What is being asked: Translate this sentence from the passage on money and happiness below into Spanish: "An emerging challenge, then, is to identify whether and how disposable income might be used to increase happiness."

Source passage:
• • • • • • •

Can money buy happiness? A large body of cross-sectional survey research has demonstrated that income has a reliable, but surprisingly weak, effect on happiness within nations (13), particularly once basic needs are met (4). Indeed, although real incomes have surged dramatically in recent decades, happiness levels have remained largely flat within developed countries across time (5). One of the most intriguing explanations for this counterintuitive finding is that people often pour their increased wealth into pursuits that provide little in the way of lasting happiness, such as purchasing costly consumer goods (6). An emerging challenge, then, is to identify whether and how disposable income might be used to increase happiness.

Ironically, the potential for money to increase happiness may be subverted by the kinds of choices that thinking about money promotes; the mere thought of having money makes people less likely to help acquaintances, to donate to charity, or to choose to spend time with others (7), precisely the kinds of behaviors that are strongly associated with happiness (812). At the same time, although thinking about money may drive people away from prosocial behavior, money can also provide a powerful vehicle for accomplishing such prosocial goals. We suggest that using money in this fashion—investing income in others rather than oneself—may have measurable benefits for one's own happiness.

As an initial test of the relation between spending choices and happiness, we asked a nationally representative sample of 632 Americans (55% female) to rate their general happiness, to report their annual income, and to estimate how much they spent in a typical month on (i) bills and expenses, (ii) gifts for themselves, (iii) gifts for others, and (iv) donations to charity (13). The first two categories were summed to create an index of personal spending [mean (M) = $1713.91, SD = 1895.65], and the latter two categories were summed to create an index of prosocial spending (M = $145.96, SD = 306.06). Entering the personal and prosocial spending indices simultaneously into a regression predicting general happiness revealed that personal spending was unrelated to happiness (standardized regression coefficient β = –0.02, NS), but higher prosocial spending was associated with significantly greater happiness (β =0.11, P < 0.01). When we included income in this regression, we found that the effects of income (β = 0.11, P < 0.01) and prosocial spending (β = 0.10, P < 0.03) were independent and similar in magnitude, whereas personal spending remained unrelated to happiness (β = –0.04, NS). Although the correlational nature of this design precludes causal inferences, this study provides initial evidence that how people spend their money may be as important for their happiness as how much money they earn—and that spending money on others might represent a more effective route to happiness than spending money on oneself (13).

If this interpretation is correct, then people who receive an economic windfall should experience greater happiness after receiving the windfall if they spend it on others rather than themselves, even controlling for happiness before the windfall. We tested this prediction by examining the happiness of 16 employees before and after they received a profit-sharing bonus from their company (13). One month before receiving this bonus (M = $4918.64, SD = 1816.98), the employees reported their general happiness as well as their annual income. Approximately 6 to 8 weeks after receiving the bonus, participants again reported their general happiness and then reported what percentage of their bonus they had spent on (i) bills and expenses, (ii) rent or mortgage, (iii) buying something for themselves, (iv) buying something for someone else, (v) donating to charity, and (vi) other. The first three categories were summed to create an index of personal spending (M = 63.44, SD = 38.20), and the fourth and fifth categories were summed to create an index of prosocial spending (M = 12.19, SD = 18.35).

• • • • • • •

Source material:
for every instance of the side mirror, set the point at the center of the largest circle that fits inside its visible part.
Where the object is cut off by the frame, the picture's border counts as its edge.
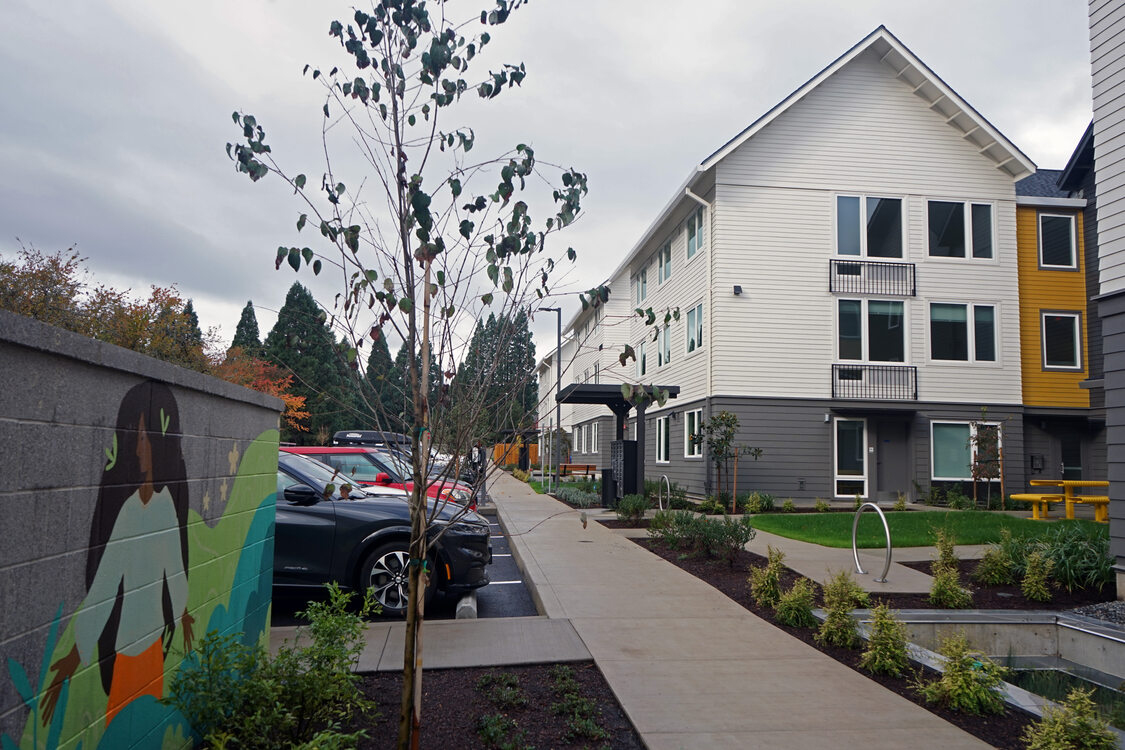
(302, 495)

• • • • • • •

Response below: Un desafío emergente, entonces, es identificar si el ingreso disponible podría usarse para aumentar la felicidad y de qué manera.